Instruction: Rewrite every line of the listing below as a two-column Markdown table headed Row and Line, numbering the rows and skipping blank lines. Leave the pictures out of the table.

Dataset excerpts:
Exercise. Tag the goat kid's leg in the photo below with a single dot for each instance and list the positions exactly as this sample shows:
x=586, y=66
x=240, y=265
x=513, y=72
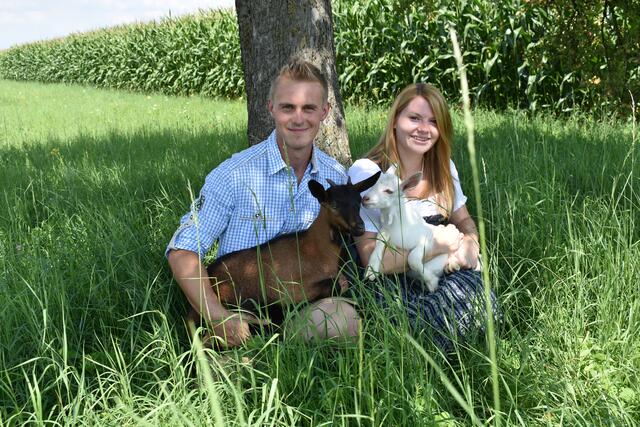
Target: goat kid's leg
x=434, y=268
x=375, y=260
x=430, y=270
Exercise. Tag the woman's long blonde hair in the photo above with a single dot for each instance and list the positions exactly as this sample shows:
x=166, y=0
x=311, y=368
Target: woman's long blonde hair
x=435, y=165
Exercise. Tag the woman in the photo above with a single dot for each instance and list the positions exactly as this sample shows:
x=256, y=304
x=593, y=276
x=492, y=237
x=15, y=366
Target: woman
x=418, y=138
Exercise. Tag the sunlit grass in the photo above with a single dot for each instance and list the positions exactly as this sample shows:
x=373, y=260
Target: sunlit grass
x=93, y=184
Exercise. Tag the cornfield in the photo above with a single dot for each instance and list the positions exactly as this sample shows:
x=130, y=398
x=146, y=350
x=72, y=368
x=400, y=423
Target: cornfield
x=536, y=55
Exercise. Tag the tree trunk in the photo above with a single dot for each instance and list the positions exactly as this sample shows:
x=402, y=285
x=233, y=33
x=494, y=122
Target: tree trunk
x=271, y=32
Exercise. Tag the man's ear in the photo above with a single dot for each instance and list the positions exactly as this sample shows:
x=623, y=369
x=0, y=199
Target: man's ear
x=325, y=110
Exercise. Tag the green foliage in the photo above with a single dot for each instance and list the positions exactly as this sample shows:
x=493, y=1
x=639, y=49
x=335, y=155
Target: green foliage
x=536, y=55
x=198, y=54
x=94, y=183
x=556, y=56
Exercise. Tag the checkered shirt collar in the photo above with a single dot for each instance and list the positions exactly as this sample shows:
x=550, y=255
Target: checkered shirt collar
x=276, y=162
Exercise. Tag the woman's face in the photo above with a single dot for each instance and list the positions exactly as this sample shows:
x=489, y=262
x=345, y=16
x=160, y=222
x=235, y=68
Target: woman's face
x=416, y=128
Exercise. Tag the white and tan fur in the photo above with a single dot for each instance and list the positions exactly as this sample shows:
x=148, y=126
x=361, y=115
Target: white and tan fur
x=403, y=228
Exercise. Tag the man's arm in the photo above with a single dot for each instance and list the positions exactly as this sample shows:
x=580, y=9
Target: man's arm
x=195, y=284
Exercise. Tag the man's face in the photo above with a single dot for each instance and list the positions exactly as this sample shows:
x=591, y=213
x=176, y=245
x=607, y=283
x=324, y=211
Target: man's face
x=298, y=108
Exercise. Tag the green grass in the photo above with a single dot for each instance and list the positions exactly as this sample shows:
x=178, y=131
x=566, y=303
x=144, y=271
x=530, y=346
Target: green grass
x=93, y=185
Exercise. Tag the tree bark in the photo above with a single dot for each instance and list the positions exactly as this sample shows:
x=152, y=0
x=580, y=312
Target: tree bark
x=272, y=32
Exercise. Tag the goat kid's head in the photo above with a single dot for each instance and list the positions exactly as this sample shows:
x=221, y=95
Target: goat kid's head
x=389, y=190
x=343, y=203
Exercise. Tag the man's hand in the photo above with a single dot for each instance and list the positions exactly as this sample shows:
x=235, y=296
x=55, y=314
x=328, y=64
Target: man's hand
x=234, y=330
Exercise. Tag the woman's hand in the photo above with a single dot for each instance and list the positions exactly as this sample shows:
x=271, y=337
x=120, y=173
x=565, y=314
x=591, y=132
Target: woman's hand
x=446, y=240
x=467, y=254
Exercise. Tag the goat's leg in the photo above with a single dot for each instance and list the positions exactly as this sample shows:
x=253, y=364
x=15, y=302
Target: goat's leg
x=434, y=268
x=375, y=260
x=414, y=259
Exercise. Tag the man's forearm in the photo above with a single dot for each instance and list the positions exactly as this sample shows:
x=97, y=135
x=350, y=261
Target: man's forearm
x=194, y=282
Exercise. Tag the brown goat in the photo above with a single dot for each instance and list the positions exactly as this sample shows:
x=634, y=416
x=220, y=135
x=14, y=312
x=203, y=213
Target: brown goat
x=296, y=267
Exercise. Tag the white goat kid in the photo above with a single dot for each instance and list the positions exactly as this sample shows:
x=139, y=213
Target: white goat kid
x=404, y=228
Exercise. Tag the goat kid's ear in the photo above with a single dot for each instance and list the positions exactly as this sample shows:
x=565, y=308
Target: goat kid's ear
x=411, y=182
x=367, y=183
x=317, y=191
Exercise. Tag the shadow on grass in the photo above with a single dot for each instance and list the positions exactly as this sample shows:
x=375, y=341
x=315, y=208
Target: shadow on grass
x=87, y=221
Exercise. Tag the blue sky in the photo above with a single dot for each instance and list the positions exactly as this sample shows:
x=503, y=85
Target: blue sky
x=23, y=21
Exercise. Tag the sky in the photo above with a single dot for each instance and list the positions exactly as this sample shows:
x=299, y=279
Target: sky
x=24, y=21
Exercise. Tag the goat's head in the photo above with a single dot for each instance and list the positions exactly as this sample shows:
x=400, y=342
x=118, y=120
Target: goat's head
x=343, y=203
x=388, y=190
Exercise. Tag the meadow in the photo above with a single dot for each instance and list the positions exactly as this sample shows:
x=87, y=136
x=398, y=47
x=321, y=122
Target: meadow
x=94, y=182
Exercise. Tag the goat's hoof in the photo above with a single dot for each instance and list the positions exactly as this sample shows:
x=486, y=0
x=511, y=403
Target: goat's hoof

Result for this exercise:
| Row | Line |
|---|---|
| 1 | Exercise. Tag the goat kid's leg in the photo below with a single dot for each instance and list the positions exactly as this sample shows: |
| 2 | x=586, y=66 |
| 3 | x=240, y=265 |
| 4 | x=513, y=72 |
| 5 | Target: goat kid's leg |
| 6 | x=434, y=268 |
| 7 | x=375, y=260 |
| 8 | x=430, y=270 |
| 9 | Exercise. Tag the woman's long blonde hair in the photo above with a single dot for each instance and list the positions exactly as this sample shows: |
| 10 | x=166, y=0 |
| 11 | x=311, y=368 |
| 12 | Target: woman's long blonde hair |
| 13 | x=435, y=165 |
| 14 | Exercise. Tag the woman in the photo above with a single dot for each instance and list the positions exactly as this sample shows: |
| 15 | x=256, y=304 |
| 16 | x=593, y=276 |
| 17 | x=492, y=237 |
| 18 | x=15, y=366 |
| 19 | Target: woman |
| 20 | x=418, y=138 |
| 21 | Exercise. Tag the sunlit grass in the photo above with a single dot for each instance and list the positions exactly as this sample shows: |
| 22 | x=373, y=260 |
| 23 | Target: sunlit grass |
| 24 | x=93, y=184 |
| 25 | Exercise. Tag the cornfield in the photo above with a single dot for each instance and list the positions exactly as this sample shows: |
| 26 | x=130, y=398 |
| 27 | x=146, y=350 |
| 28 | x=72, y=368 |
| 29 | x=400, y=423 |
| 30 | Target: cornfield |
| 31 | x=536, y=55 |
| 32 | Exercise. Tag the tree trunk in the photo above with a single dot for each instance and list the positions exactly as this sample shows: |
| 33 | x=402, y=285 |
| 34 | x=233, y=33 |
| 35 | x=494, y=122 |
| 36 | Target: tree trunk |
| 37 | x=271, y=32 |
| 38 | Exercise. Tag the man's ear in the photo above with a single dot for each instance and list the positions exactly as this sample shows: |
| 39 | x=623, y=369 |
| 40 | x=0, y=199 |
| 41 | Target: man's ear |
| 42 | x=325, y=110 |
| 43 | Exercise. Tag the green foliage in the photo above with a single dot for each instance and list the positions exactly as this sample shows: |
| 44 | x=493, y=1 |
| 45 | x=639, y=49 |
| 46 | x=335, y=155 |
| 47 | Target: green foliage |
| 48 | x=536, y=55 |
| 49 | x=198, y=54 |
| 50 | x=94, y=183 |
| 51 | x=556, y=56 |
| 52 | Exercise. Tag the checkered shirt collar in the photo above with a single dot for each instance and list the positions exactly as this sample shows: |
| 53 | x=550, y=255 |
| 54 | Target: checkered shirt collar |
| 55 | x=276, y=162 |
| 56 | Exercise. Tag the woman's face in the photo above with a single dot for each instance and list the positions exactly as this sample shows: |
| 57 | x=489, y=262 |
| 58 | x=345, y=16 |
| 59 | x=160, y=222 |
| 60 | x=235, y=68 |
| 61 | Target: woman's face |
| 62 | x=416, y=128 |
| 63 | Exercise. Tag the white and tan fur in the photo above with a single dot for each instance and list the positions exactly as this sample shows: |
| 64 | x=148, y=126 |
| 65 | x=361, y=115 |
| 66 | Target: white and tan fur |
| 67 | x=403, y=228 |
| 68 | Exercise. Tag the man's arm in the photo above with a single dot for each instance and list the positions exactly as this sample shows: |
| 69 | x=580, y=9 |
| 70 | Target: man's arm |
| 71 | x=195, y=284 |
| 72 | Exercise. Tag the man's face in the photo above with a single dot for each instance and list the positions exactly as this sample shows: |
| 73 | x=591, y=213 |
| 74 | x=176, y=245 |
| 75 | x=607, y=283 |
| 76 | x=324, y=211 |
| 77 | Target: man's face |
| 78 | x=298, y=108 |
| 79 | Exercise. Tag the green grass in the photo above with a single dot for each instance and list the positions exactly as this sample shows: |
| 80 | x=178, y=131 |
| 81 | x=566, y=303 |
| 82 | x=144, y=271 |
| 83 | x=530, y=346 |
| 84 | Target: green grass |
| 85 | x=93, y=185 |
| 86 | Exercise. Tag the tree bark in the photo above with a single dot for each instance and list the positions exactly as this sample shows: |
| 87 | x=152, y=0 |
| 88 | x=580, y=312 |
| 89 | Target: tree bark |
| 90 | x=272, y=32 |
| 91 | Exercise. Tag the goat kid's head in the photo above with a single dot for each instance and list the positions exactly as this sample shows: |
| 92 | x=221, y=95 |
| 93 | Target: goat kid's head |
| 94 | x=389, y=190 |
| 95 | x=343, y=203 |
| 96 | Exercise. Tag the man's hand in the photo above with a single dot for each instance and list the positions exactly as this sample shows: |
| 97 | x=235, y=296 |
| 98 | x=55, y=314 |
| 99 | x=328, y=64 |
| 100 | Target: man's hand |
| 101 | x=234, y=330 |
| 102 | Exercise. Tag the woman's hand in the photo above with a single dot for each instance and list the positions exactly as this sample shows: |
| 103 | x=271, y=337 |
| 104 | x=120, y=173 |
| 105 | x=565, y=314 |
| 106 | x=591, y=132 |
| 107 | Target: woman's hand |
| 108 | x=446, y=240 |
| 109 | x=467, y=254 |
| 110 | Exercise. Tag the goat's leg in the photo above with a single dot for each instance and list the positions exactly as this sample shows: |
| 111 | x=253, y=364 |
| 112 | x=15, y=302 |
| 113 | Target: goat's leg |
| 114 | x=434, y=268 |
| 115 | x=375, y=260 |
| 116 | x=414, y=259 |
| 117 | Exercise. Tag the man's forearm in the photo above with a single dot for each instance and list the positions exactly as this sample shows: |
| 118 | x=97, y=135 |
| 119 | x=350, y=261 |
| 120 | Target: man's forearm |
| 121 | x=194, y=282 |
| 122 | Exercise. Tag the brown goat in the photo above with a single dot for each instance and list the positions exactly as this sample shows: |
| 123 | x=634, y=416 |
| 124 | x=220, y=135 |
| 125 | x=14, y=312 |
| 126 | x=203, y=213 |
| 127 | Target: brown goat |
| 128 | x=296, y=267 |
| 129 | Exercise. Tag the white goat kid in the photo above with a single dot for each instance and list the positions exactly as this sample shows: |
| 130 | x=139, y=213 |
| 131 | Target: white goat kid |
| 132 | x=404, y=228 |
| 133 | Exercise. Tag the goat kid's ear in the photo above with a single dot for each instance and list the positions exactly as this sample shows: |
| 134 | x=565, y=308 |
| 135 | Target: goat kid's ear |
| 136 | x=411, y=182 |
| 137 | x=367, y=183 |
| 138 | x=317, y=191 |
| 139 | Exercise. Tag the shadow on grass in the photo above with a single dot for each instance and list the positions exactly as this sample shows: |
| 140 | x=375, y=341 |
| 141 | x=315, y=208 |
| 142 | Target: shadow on grass |
| 143 | x=87, y=221 |
| 144 | Exercise. Tag the blue sky in the photo above with a single dot for each instance and list the positions exactly as this sample shows: |
| 145 | x=503, y=85 |
| 146 | Target: blue sky |
| 147 | x=23, y=21 |
| 148 | Exercise. Tag the sky in the photo above with a single dot for each instance and list the positions exactly as this sample shows: |
| 149 | x=299, y=279 |
| 150 | Target: sky |
| 151 | x=24, y=21 |
| 152 | Exercise. Tag the goat's head in the photo above with a single dot for each instance and list the positions exactly as this sample shows: |
| 153 | x=400, y=342 |
| 154 | x=118, y=120 |
| 155 | Target: goat's head |
| 156 | x=343, y=203 |
| 157 | x=388, y=190 |
| 158 | Exercise. Tag the meadow in the photo above with a single dot for each instance and list the positions exactly as this sample shows: |
| 159 | x=87, y=136 |
| 160 | x=398, y=47 |
| 161 | x=321, y=122 |
| 162 | Target: meadow |
| 163 | x=94, y=182 |
| 164 | Exercise. Tag the goat's hoof in the photo above with a single dot for each instance and list the positions exactly as this sample shows: |
| 165 | x=486, y=0 |
| 166 | x=511, y=403 |
| 167 | Target: goat's hoof |